Required work:
I'd like the entire listing output verbatim, apart from the pictures.

Data to use:
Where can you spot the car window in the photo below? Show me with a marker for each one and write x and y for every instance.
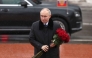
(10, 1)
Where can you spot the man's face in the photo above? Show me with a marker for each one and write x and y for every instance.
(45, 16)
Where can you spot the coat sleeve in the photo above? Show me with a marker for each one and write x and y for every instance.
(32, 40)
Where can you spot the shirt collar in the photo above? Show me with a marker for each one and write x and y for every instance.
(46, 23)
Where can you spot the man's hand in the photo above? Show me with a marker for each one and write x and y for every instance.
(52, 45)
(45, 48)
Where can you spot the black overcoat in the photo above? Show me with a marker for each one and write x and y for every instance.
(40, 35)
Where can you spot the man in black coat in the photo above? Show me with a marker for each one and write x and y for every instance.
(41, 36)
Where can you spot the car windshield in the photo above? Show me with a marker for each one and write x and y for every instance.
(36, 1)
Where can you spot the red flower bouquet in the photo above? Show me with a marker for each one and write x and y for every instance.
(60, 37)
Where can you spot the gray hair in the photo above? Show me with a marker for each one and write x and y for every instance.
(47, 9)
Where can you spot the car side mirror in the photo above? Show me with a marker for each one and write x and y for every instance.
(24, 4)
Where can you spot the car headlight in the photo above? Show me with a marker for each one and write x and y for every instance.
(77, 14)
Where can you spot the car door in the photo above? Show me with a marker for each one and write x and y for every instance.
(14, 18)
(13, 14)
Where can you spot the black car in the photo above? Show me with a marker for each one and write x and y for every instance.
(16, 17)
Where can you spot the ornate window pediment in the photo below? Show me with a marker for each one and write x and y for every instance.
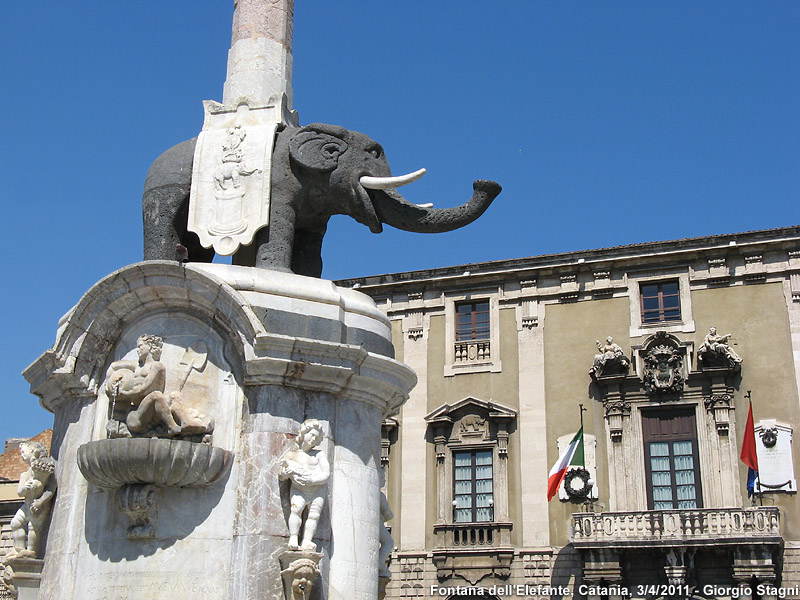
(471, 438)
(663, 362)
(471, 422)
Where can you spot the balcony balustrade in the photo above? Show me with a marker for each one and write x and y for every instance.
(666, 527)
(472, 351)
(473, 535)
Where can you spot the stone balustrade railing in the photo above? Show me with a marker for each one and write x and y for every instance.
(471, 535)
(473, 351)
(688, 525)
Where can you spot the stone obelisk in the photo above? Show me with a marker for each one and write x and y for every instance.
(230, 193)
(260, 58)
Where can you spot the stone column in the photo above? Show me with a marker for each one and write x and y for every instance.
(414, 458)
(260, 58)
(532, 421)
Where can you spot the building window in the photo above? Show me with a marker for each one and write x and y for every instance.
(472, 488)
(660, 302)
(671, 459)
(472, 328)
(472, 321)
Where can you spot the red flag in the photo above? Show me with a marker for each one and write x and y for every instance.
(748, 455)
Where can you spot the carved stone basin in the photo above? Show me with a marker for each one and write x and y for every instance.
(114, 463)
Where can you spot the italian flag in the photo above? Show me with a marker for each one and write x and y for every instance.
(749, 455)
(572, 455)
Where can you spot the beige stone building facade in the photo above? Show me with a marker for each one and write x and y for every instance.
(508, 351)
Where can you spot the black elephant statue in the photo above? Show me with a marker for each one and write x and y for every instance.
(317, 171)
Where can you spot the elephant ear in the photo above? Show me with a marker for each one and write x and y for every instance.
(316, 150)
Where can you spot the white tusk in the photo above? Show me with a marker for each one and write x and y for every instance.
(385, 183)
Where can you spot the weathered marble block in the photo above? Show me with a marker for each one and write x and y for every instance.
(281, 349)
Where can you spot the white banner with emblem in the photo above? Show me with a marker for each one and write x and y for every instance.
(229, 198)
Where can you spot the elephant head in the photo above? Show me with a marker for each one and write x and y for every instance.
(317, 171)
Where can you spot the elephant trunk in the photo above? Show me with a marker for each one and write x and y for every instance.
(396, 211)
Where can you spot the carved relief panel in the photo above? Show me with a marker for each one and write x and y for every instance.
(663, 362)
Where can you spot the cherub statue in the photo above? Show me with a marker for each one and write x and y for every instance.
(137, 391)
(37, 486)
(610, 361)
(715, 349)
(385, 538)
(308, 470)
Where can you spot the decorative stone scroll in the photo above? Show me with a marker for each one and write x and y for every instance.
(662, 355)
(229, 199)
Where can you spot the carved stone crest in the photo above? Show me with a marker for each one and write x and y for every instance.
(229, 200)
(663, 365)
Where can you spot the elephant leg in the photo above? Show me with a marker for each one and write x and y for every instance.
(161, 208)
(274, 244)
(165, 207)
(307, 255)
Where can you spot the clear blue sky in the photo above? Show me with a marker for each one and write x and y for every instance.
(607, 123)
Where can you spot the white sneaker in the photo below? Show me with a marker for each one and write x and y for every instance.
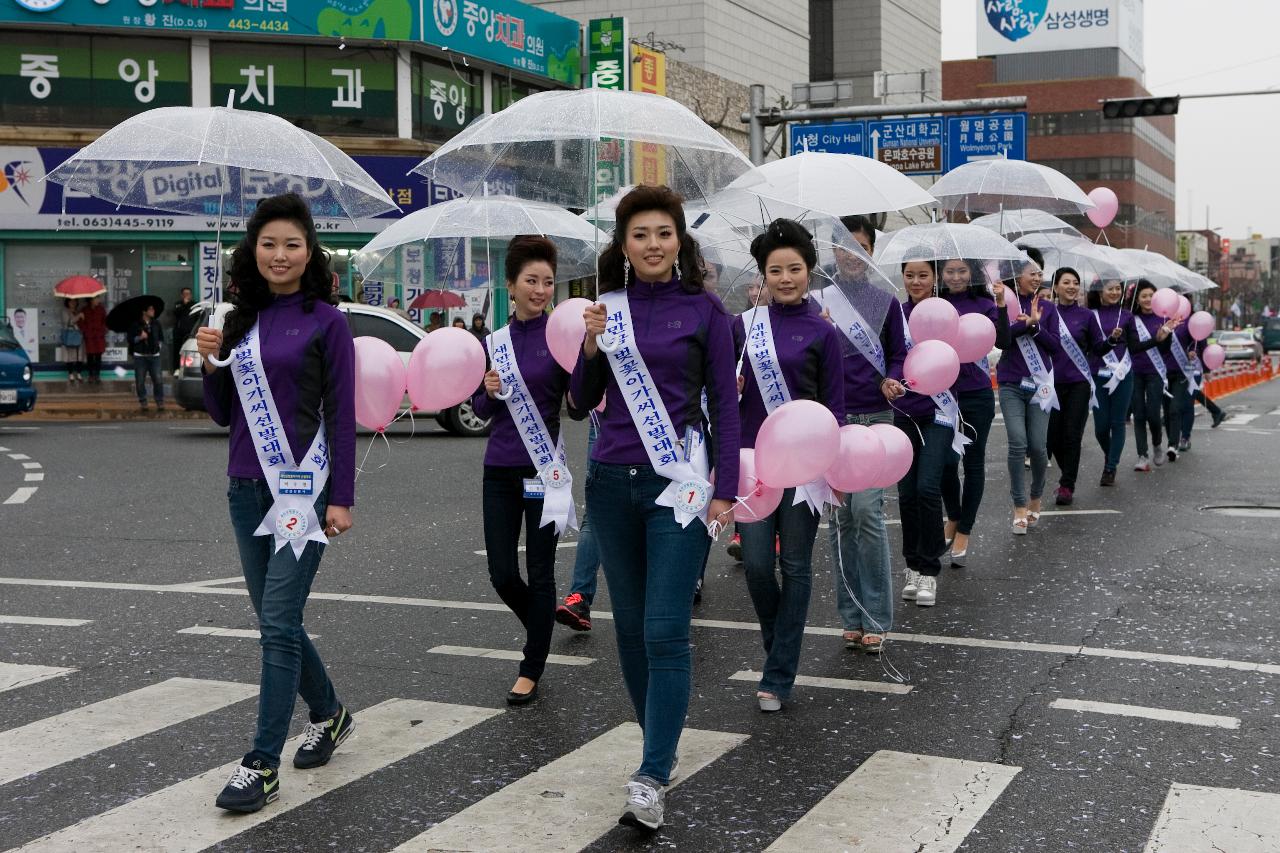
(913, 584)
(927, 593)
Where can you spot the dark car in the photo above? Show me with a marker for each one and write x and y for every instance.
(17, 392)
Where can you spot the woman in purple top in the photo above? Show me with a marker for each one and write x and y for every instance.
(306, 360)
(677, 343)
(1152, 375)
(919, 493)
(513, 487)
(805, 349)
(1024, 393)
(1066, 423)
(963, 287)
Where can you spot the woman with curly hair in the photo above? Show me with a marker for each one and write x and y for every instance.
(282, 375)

Reply to the task:
Where can you spot the car window in the photo below? Show me with a marker for each one and write x and y for every instance.
(10, 1)
Where can you spot the man's face in the photo above? Show me with a marker for each one and write x and y for every instance.
(45, 16)
Where can you spot the coat sleeve in the photo above? Show me with a marker for each one and write x and y for every instance.
(32, 40)
Where can you spot the shirt collar in the photo above? Show me with a marker for each one and write x and y for every instance.
(46, 23)
Where can you spot the man's hand in the photo above? Show me with a marker for each one and write x and y for every instance.
(52, 45)
(45, 48)
Where can you spot the black overcoat in the photo above? Show me with a marker for each one and write x and y for every instance.
(40, 35)
Where can you spot the man in black coat in the photo above? Show me with a marker for each one and write x and y for every instance.
(41, 36)
Where can you spot the car windshield in the photo above? Show me with a marker for each one and write x and y for every instance.
(36, 1)
Where can you spot the red flower bouquet in the photo above? Show me with a marker for each one and write x and y for every instance.
(60, 37)
Where can you spot the gray hair in the photo above? Show me with a marker for each one and write x and y for every instance.
(47, 9)
Where can you spot the car side mirror in the photo above? Show me with a marker for each one and write x and y for every instance.
(24, 4)
Where can you spot the car headlight in the photo above? Show me with a marker for each one and write x and y for every instance.
(77, 14)
Where can you spot the car door in the photo above? Show me with a marker for each one and write x and y for every instance.
(14, 18)
(13, 14)
Where can you spot the black car in the photo above? Show me with a marker for each one and write x and y for every instance.
(16, 17)
Where can you spot the ornate window pediment in the photo below? Show me with a marker for each one and write x and y for every instance.
(471, 438)
(663, 362)
(471, 422)
Where can you spot the balcony balustrade in the photo above? Show me with a marker for each one and write x and y for every instance.
(666, 527)
(472, 351)
(473, 535)
Where can you spot the stone balustrade railing in the photo above? Show me with a marker for each one and write x and y for every instance.
(471, 535)
(473, 351)
(688, 525)
Where can you spot the stone obelisk in the photo above? Show me with a marker for each one and write x and y for every instance.
(230, 193)
(260, 58)
Where can you spot the stone column in the photo above? Show me with a marker for each one and write x and y for every instance.
(414, 458)
(260, 58)
(532, 421)
Where can you spot the building window in the photo above? Show me with a marker for each one and write x and y for every instance.
(472, 488)
(660, 302)
(671, 459)
(472, 328)
(472, 321)
Where can you spot the red flag in the photo above? Show me with a marker for each one and write x and y for every instance.
(748, 455)
Where can you spot the carved stone basin in the photo above? Show me with a marker for each one and write x and y for every instance.
(114, 463)
Where can you spot the italian flag in the photo above? Show me with a marker for each one and write x and y for every instance.
(749, 455)
(572, 455)
Where can you spot the beige stone building facade in the photo above? Show me with a marker for each one and write x and y for every instance.
(508, 351)
Where can you spot the black elephant statue in the photo above? Show me with a marker for each one and write x and y for every instance.
(317, 171)
Where can you spot the elephant ear in the photo above? Show me with a marker for each one and write x and y for every instance.
(316, 150)
Where can you spot the white tusk in the photo above? Show me with a marker for each one and write x and y for every instance.
(385, 183)
Where can you spot the weathered marble block in the photo above? Show me with a marker for each one and write x and y for every instance.
(281, 349)
Where can you spot the white banner with emblem in the photo above? Show me with a marker for each one and write x and y for every instance.
(229, 198)
Where can you spot the elephant head in the photo above? Show me with a marker for each one and write x and y for every instance.
(317, 171)
Where can you spot the elephant trunk in the photo above? Show me with a marker for each one and write x and y for every instance.
(396, 211)
Where can you spot the carved relief panel in the photo above? Show me with a marker for each one and write x and y for every instance.
(663, 362)
Where can you spot the cherub statue in the photo above? Show me with a marker for each one and write x and y for every instance.
(137, 391)
(37, 486)
(610, 361)
(715, 349)
(385, 538)
(308, 470)
Where can you spot the decorative stone scroll in the photo above? Show me with a marker for each one and write x and y for every instance.
(662, 355)
(229, 199)
Where can you spot the carved stone crest in the photo above? Show me with a marker for each one and write x and y for every instance.
(229, 200)
(663, 365)
Where can you spot the elephant leg in the photo above? Show me with a marker for each one and write x and y for every instance.
(161, 208)
(274, 244)
(165, 207)
(307, 255)
Where can you spot the clear blue sky in the photo above? Show me with a marker for each one and write x and y for every instance.
(607, 123)
Where can you spot the white sneaker in the photo below? Show me with a marker for each one and write x and y for every instance.
(913, 584)
(927, 593)
Where can you spot the dark car in the photo above? Show me with a marker for each one and write x and y for every instance.
(17, 392)
Where can you spot the woman in purple top in the photo above? Show me with a marker for each one and write x and y for every instance.
(306, 360)
(677, 343)
(1152, 375)
(919, 493)
(513, 487)
(805, 349)
(1024, 393)
(1066, 423)
(963, 287)
Where can you spot the woman with curly hair in the photo above? Show me with a marker for each one and write x and y for every instance.
(282, 375)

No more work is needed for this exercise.